## INPUT MATERIAL
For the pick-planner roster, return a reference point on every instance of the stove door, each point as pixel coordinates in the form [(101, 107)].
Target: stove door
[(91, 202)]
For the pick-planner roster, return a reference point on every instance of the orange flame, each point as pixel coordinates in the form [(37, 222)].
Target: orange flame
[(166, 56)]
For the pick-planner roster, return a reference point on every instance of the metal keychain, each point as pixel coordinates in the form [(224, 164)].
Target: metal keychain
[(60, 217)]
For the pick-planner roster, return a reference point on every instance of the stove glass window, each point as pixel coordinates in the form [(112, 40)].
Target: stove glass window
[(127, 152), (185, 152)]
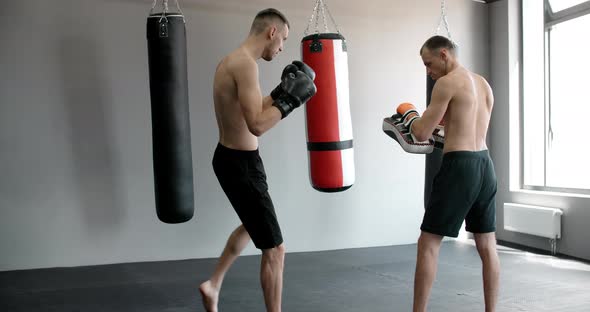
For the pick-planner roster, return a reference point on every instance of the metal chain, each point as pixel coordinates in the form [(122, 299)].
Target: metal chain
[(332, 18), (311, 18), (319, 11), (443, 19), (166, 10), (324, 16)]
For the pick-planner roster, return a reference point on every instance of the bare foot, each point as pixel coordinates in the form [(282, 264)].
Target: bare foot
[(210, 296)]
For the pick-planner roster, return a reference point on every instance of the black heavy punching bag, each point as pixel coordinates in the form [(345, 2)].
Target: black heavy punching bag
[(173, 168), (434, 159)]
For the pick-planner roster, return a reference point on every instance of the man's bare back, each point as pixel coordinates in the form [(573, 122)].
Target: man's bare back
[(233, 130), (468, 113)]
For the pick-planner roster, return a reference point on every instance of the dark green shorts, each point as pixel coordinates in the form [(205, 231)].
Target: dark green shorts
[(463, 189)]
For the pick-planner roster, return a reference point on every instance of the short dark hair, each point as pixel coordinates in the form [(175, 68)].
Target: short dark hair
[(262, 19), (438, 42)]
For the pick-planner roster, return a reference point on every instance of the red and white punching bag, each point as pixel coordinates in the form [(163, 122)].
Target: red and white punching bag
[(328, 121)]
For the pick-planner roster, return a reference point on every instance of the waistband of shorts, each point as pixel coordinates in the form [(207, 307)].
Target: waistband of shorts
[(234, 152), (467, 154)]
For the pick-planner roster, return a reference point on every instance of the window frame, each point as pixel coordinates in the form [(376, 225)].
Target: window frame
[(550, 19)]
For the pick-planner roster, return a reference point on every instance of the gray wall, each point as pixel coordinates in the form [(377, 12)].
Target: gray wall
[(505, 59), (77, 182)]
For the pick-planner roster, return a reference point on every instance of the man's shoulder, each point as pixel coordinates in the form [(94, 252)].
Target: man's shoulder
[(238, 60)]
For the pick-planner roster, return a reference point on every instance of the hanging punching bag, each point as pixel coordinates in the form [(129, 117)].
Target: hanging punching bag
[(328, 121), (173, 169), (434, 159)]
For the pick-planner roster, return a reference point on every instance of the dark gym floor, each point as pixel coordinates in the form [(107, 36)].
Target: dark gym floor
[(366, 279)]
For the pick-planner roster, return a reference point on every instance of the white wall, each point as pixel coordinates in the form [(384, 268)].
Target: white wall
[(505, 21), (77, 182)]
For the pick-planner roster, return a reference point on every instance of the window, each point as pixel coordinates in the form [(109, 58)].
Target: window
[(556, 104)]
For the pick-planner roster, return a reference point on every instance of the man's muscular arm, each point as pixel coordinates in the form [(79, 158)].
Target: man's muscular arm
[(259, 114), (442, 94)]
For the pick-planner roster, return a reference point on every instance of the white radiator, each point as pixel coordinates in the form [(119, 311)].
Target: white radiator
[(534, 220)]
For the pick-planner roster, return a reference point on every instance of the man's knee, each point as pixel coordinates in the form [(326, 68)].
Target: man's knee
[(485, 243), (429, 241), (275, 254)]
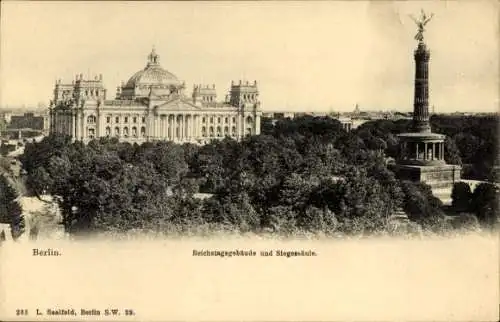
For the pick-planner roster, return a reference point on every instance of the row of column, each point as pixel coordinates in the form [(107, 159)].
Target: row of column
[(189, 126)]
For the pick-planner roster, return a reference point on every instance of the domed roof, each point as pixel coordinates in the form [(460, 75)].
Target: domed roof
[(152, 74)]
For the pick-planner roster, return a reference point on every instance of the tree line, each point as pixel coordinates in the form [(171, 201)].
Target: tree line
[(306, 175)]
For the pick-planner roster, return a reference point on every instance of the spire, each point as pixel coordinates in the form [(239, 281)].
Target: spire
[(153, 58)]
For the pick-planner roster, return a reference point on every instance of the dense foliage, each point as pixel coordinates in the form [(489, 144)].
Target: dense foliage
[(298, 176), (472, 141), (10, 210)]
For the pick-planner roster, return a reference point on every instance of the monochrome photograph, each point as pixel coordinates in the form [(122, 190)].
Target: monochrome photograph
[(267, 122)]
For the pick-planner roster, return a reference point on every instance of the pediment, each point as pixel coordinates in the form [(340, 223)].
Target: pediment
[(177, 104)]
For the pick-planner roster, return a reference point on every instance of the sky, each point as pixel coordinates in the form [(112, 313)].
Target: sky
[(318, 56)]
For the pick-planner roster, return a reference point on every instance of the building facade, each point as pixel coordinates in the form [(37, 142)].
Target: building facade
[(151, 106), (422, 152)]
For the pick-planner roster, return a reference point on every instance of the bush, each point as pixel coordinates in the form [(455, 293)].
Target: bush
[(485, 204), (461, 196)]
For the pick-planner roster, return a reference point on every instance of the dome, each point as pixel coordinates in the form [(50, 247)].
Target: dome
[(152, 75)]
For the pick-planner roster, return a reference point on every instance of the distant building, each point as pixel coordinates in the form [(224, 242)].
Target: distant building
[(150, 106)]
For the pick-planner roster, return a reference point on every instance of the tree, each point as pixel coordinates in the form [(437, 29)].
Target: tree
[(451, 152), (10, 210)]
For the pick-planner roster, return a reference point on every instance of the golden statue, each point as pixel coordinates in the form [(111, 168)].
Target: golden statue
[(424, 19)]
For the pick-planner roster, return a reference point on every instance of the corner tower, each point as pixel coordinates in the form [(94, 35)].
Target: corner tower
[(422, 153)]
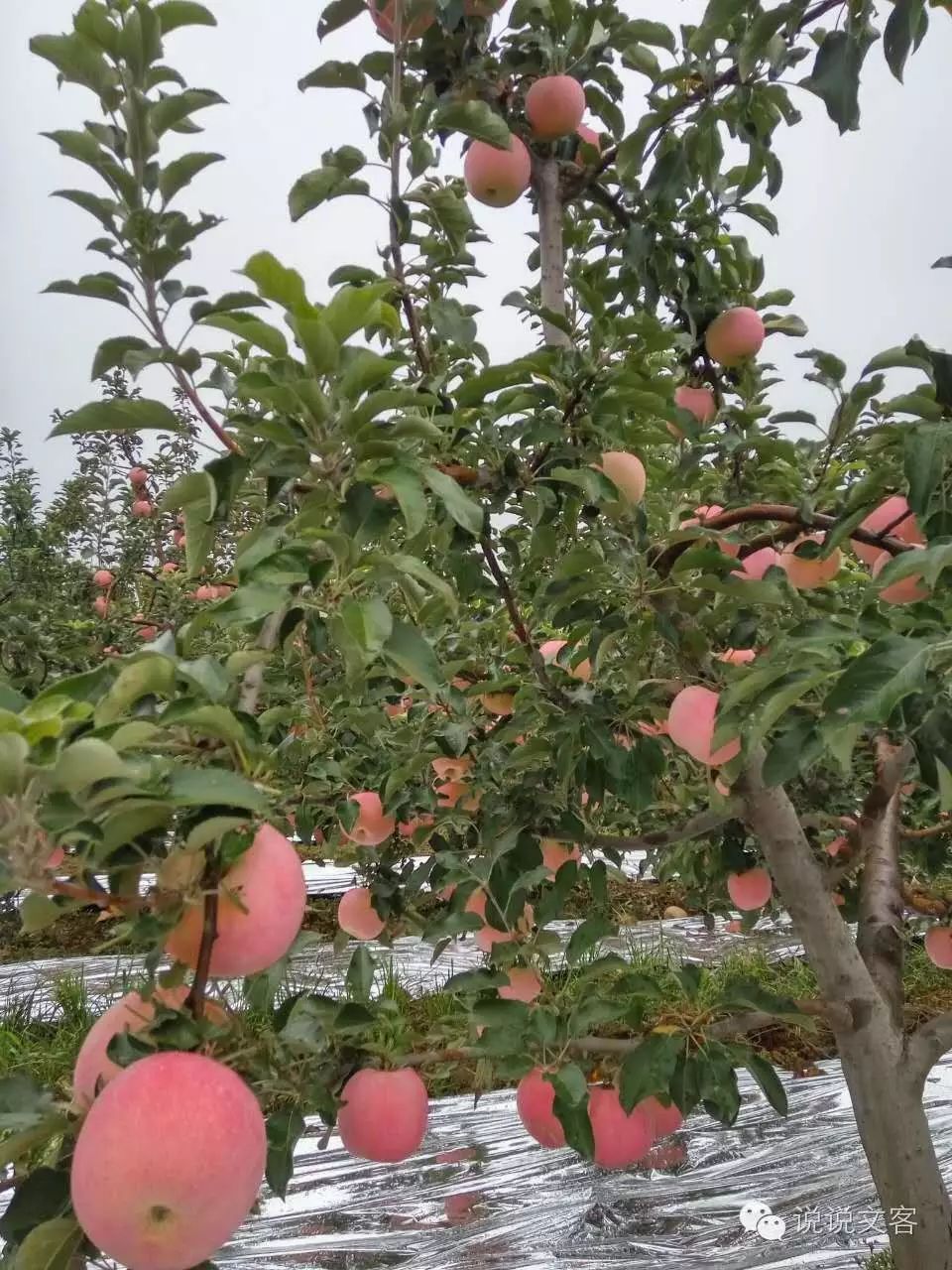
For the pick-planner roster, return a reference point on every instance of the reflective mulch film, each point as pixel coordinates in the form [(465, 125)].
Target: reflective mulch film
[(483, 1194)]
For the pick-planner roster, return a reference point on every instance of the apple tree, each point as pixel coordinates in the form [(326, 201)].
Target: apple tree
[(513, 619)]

## TASK STATEMENT
Rewrite all the items above, putting "grasp-planner list" wherever "pick-planner roster" appears and changing nothing else. Leave the pictures out.

## ANSWER BELOW
For the grasp-planner list, return a reference point on every instance of the stove door, each point as pixel coordinates in the form [(101, 107)].
Target: stove door
[(91, 202)]
For the grasp-planner list, return a reference point on every instance of the orange flame, each point as pixel coordinates in the form [(37, 222)].
Target: orange flame
[(166, 56)]
For the grasp-planner list, return a reference point on every instance of the metal keychain, each point as pixel coordinates in the form [(224, 164)].
Target: metal keychain
[(60, 217)]
For the grasp-planner list, return a reference point on every instance of the stove glass window, each point as pixel coordinates in the form [(112, 40)].
Target: stove glass window
[(127, 152), (185, 152)]
For the grasp-planner list, return a reference point on every instance of the metal chain, each point as pixel coordinates in the form [(122, 299)].
Target: metal chain
[(332, 18), (311, 18), (319, 11), (443, 19), (166, 10), (324, 16)]
For the grasp-planner list, return a reference point on every instance of the bare foot, each point as pixel coordinates in the form [(282, 264)].
Target: bare foot
[(210, 296)]
For the grasp-planner list, return a reference point on every instance of the black heavy punching bag, each point as pixel coordinates in the form [(345, 2)].
Target: black heavy punching bag
[(173, 168), (434, 159)]
For the grasp-planner list, return a reference point on every instance of the man's bare back, each point as pixel coordinates in the form [(573, 122)].
Target: man's bare back
[(233, 130), (468, 113)]
For the grasp-planner list, return a reference point on every instance of the dark green shorts, each point as pixel coordinates in the form [(205, 231)].
Target: dark green shorts
[(463, 189)]
For the grasp-planner list, return a reference point on every instance of the short dark hair, each point as pixel coordinates in the form [(175, 68)].
Target: short dark hair
[(262, 19), (438, 42)]
For the grasp-planner list, return a reference point on every instance of the red and white punching bag, each point as pixel coordinates in the form [(163, 122)].
Target: red and white punching bag
[(328, 121)]
For the grasp-planner list, return a reference point on every instance of the waistband of shorts, each point as pixel coordinates in the form [(207, 307)].
Target: waistband of shorts
[(234, 152), (467, 154)]
For the grasp-planner list, return a reference point on every instance of the window frame, each point as pixel coordinates in the form [(376, 225)].
Target: window frame
[(550, 19)]
For the grasp-planner list, return a reference point on every instance of the gray wall, each point as pixel coordinates in the form [(377, 12)].
Target: gray wall
[(505, 59), (77, 182)]
For the grasp-planner list, return a reference point on every instance of the man's shoulder, each point as pixel coordinates in the form [(94, 252)].
Target: man's shoulder
[(238, 60)]
For the grasp-planner list, return a reference point on every instance of the hanging punching bag, each point as pixel coordinates in the form [(129, 117)].
Target: hanging punching bag
[(328, 121), (173, 169), (434, 159)]
For the grasp-planner list, return a reference point on every instance of the dark gym floor, each point as pixel coordinates in the form [(107, 36)].
Target: dark gym floor
[(366, 279)]
For the grasp-planner list, return a reference point on every instance of the white wall, each point as pixel coordinates in the form [(384, 268)].
Target: white wall
[(505, 21), (77, 182)]
For the grasp-planner list, return a reference point on every instance of the window, each point as pixel coordinates in the form [(109, 58)].
Target: window
[(556, 104)]
For the grasp-planner list, return a reference point on every instance of the man's muscular arm, each point as pixel coordinates in the form [(79, 158)].
Target: man's muscular arm
[(259, 114), (442, 94)]
For the grasp-planner list, return a reference point on every instance of the white radiator, each point as pixel coordinates in the form [(119, 311)].
Target: white radiator
[(534, 220)]
For the grasp-planner list, return a reference point on every instance of the man's knee, each point as pixel coordinates in the form [(326, 68)].
Target: man's knee
[(485, 243), (429, 241), (275, 254)]
For the grasp-planner list, return a reference point on every instance of the row of column, each point as pixel coordinates in the form [(107, 159)].
Target: row of column
[(189, 126)]
For the grasp-planner list, return a reference point on every instance of the domed roof, each point as pixel coordinates in the form [(460, 75)].
Target: domed roof
[(152, 74)]
For the grasp-planner list, return a reference point on every instance of the tree line, each point as pixel coordinates in the form [(171, 201)].
Target: tree line
[(306, 175)]
For the grasp-planner list, return a reference point on every instance of the spire, each point as pixel coordinates in the form [(239, 281)].
Target: spire
[(153, 58)]
For the grasp-planner list, return a reference point on every instance of the dense foliage, each point as pixel coordinates in the form [(489, 144)].
Target: dense foliage
[(298, 176), (472, 141), (10, 210)]
For the grasp-planner list, return a reference point on every instance of the monochrome photograph, each point as pixel coordinates in the form [(122, 190)].
Target: monochrome photograph
[(267, 122)]
For the grasp-planner list, return a reference point on every instance of the pediment, each point as pixel coordinates in the form [(340, 223)].
Target: pediment
[(177, 104)]
For the grasp-planner list, return a reference point on every instance of the sky, each point as pixel coordinates in the form [(112, 313)].
Target: sky
[(318, 56)]
For the grasp-planner list, return a reference point on every instance of the building facade, each point as pixel coordinates in the form [(37, 142)].
Target: building facade
[(151, 106), (422, 152)]
For the grasp-planner list, return a reference point on every instance of the bush, each point as pixel coordinates in the form [(455, 293)].
Target: bush
[(485, 204), (461, 196)]
For the grasp-planner list, return a reference point on every instance of the dome, each point as pixel coordinates in the form [(50, 247)].
Target: dome
[(152, 75)]
For the grasp-planner list, return a reference point on every instance of the distant building, each point as pixel coordinates in the form [(224, 242)].
Target: distant building
[(150, 106)]
For the grasp-planner list, return a reference point on every instance of the tree, each point as pixel coordinates in the form [(437, 29)].
Target: tree
[(451, 152), (10, 210)]
For the grasp-planner list, return a reference point on every instance of the golden statue, each point as pixel coordinates in the form [(111, 168)].
Target: golden statue
[(424, 19)]
For the grasp-planner list, return a reference point on every instance of the corner tower, each point as pixel coordinates in the form [(94, 35)].
Target: corner tower
[(422, 153)]
For the grasp-planner list, return a reference point on every instance of the reflective mulch film, each point as pixel coordinates in the form [(465, 125)].
Target: reflective mulch film
[(483, 1194)]
For the grasp-planner list, return a reference point on every instance of the apple tree, each point as pixel coordinates in the form [(326, 201)].
Target: apple tree
[(513, 619)]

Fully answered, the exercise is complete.